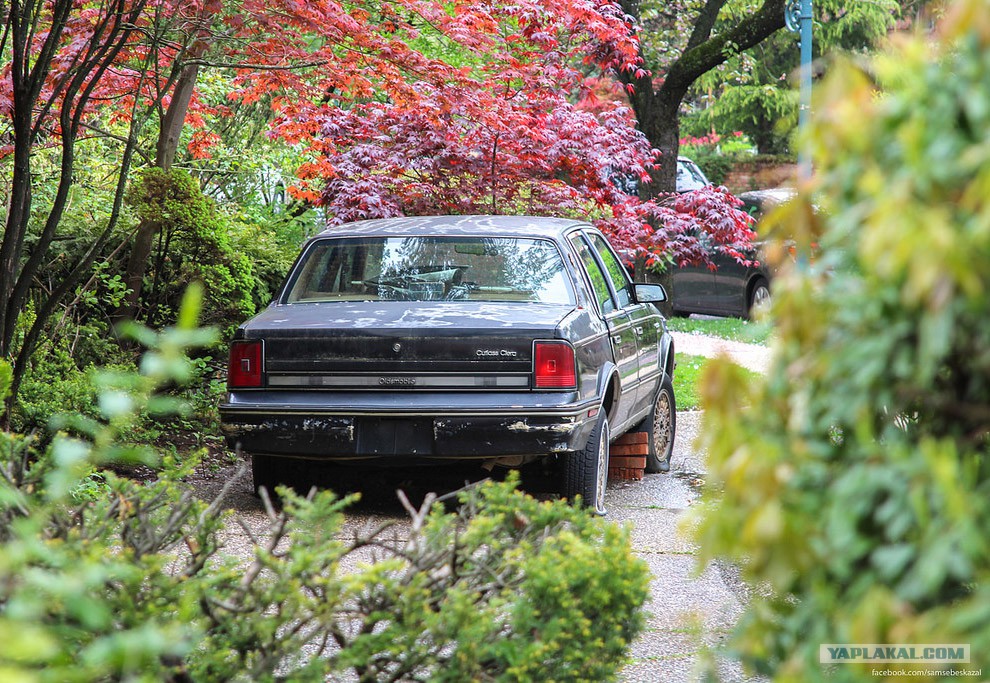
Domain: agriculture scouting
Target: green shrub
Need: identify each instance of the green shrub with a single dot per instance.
(195, 245)
(104, 578)
(856, 489)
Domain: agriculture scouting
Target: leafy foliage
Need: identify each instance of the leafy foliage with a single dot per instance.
(855, 490)
(196, 246)
(753, 92)
(102, 577)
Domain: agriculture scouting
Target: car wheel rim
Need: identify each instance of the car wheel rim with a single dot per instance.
(602, 477)
(661, 425)
(761, 296)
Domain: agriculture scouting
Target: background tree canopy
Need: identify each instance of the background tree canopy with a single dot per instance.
(852, 484)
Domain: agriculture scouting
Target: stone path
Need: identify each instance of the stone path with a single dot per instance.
(689, 610)
(751, 356)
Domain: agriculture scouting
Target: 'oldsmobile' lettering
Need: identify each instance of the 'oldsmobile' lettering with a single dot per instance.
(397, 381)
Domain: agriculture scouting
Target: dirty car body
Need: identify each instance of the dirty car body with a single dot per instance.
(503, 339)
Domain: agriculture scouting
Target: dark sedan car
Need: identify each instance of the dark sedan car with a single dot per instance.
(494, 338)
(731, 289)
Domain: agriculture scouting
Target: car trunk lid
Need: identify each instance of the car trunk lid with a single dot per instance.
(392, 345)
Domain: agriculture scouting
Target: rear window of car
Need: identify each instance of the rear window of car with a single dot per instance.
(431, 269)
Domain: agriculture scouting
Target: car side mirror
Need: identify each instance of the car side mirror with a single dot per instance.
(650, 294)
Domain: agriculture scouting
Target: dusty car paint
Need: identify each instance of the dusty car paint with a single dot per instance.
(394, 380)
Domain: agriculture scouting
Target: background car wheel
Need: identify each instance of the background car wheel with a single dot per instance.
(759, 296)
(263, 469)
(586, 471)
(661, 426)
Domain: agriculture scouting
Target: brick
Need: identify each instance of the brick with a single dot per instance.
(634, 449)
(631, 438)
(637, 462)
(625, 473)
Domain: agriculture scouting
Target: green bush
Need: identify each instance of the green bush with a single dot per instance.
(853, 485)
(104, 578)
(195, 245)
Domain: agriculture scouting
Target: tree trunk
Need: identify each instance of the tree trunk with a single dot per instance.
(168, 143)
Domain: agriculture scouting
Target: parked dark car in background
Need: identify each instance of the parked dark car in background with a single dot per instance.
(732, 289)
(492, 338)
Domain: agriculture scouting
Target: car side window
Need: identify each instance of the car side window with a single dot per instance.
(616, 273)
(598, 278)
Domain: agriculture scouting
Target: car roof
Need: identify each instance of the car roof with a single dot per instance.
(412, 226)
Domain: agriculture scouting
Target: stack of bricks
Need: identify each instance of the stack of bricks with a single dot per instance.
(627, 456)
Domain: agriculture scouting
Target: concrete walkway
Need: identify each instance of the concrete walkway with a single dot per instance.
(690, 608)
(752, 356)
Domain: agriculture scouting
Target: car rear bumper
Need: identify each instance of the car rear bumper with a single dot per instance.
(403, 425)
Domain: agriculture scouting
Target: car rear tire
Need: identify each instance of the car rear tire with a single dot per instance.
(660, 427)
(586, 471)
(759, 296)
(265, 474)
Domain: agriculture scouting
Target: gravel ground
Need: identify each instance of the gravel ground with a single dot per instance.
(752, 356)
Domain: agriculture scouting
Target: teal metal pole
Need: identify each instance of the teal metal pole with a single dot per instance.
(798, 17)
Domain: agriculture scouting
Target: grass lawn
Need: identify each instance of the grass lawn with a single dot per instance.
(686, 375)
(733, 329)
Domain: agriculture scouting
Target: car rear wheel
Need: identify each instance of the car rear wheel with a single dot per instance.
(264, 471)
(586, 471)
(660, 427)
(759, 296)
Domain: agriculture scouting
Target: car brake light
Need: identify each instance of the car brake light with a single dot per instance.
(244, 369)
(553, 366)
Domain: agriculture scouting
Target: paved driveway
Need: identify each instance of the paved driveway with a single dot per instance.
(687, 610)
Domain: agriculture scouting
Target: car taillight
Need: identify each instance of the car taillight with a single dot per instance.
* * * * *
§ The problem
Repeat, line for line and exactly, the material from its first line through the line that contains "Target: car wheel rim", both ends included; no pictures belong in the copy.

§ Answer section
Domain: agriculture scouting
Target: green shrub
Need: identify each instance of the green shrub with a single dot per instance.
(195, 245)
(104, 578)
(856, 489)
Domain: agriculture scouting
Target: leafy foliage
Need: identify each instance of the leafy foliage with a single dot per instance.
(855, 490)
(196, 246)
(753, 92)
(102, 577)
Domain: agriculture scouting
Target: car wheel rim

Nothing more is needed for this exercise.